REQUIRED WORK —
Reproduce every line of the data below, unchanged and in the same order.

DATA PROVIDED —
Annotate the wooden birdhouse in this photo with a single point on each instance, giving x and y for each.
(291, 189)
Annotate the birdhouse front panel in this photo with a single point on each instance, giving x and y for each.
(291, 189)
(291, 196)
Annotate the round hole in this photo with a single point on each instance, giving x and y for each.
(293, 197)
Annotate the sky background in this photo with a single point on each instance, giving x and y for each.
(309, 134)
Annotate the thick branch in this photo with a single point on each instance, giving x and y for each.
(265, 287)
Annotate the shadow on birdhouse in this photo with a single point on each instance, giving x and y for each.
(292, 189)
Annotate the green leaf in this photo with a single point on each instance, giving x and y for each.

WRITTEN SOLUTION —
Annotate the wooden birdhouse in this photo with a single point on each instance, giving x and y for each.
(291, 189)
Annotate the birdhouse front panel in this photo with a single point on each instance, giving x and y for each.
(291, 189)
(291, 196)
Annotate the round hole in this photo with a single point on each instance, giving x and y for each.
(293, 197)
Annotate the sky background in this photo with a single point on each instance, giving x and y for each.
(309, 134)
Annotate the thick branch in this photo with a single point on each instance, giving x and y for each.
(265, 287)
Annotate the shadow on birdhouse in this photo with a single point on each instance, giving x and y for each.
(292, 189)
Annotate the green leaf in this photo with a single point on each instance, giving x and y for each.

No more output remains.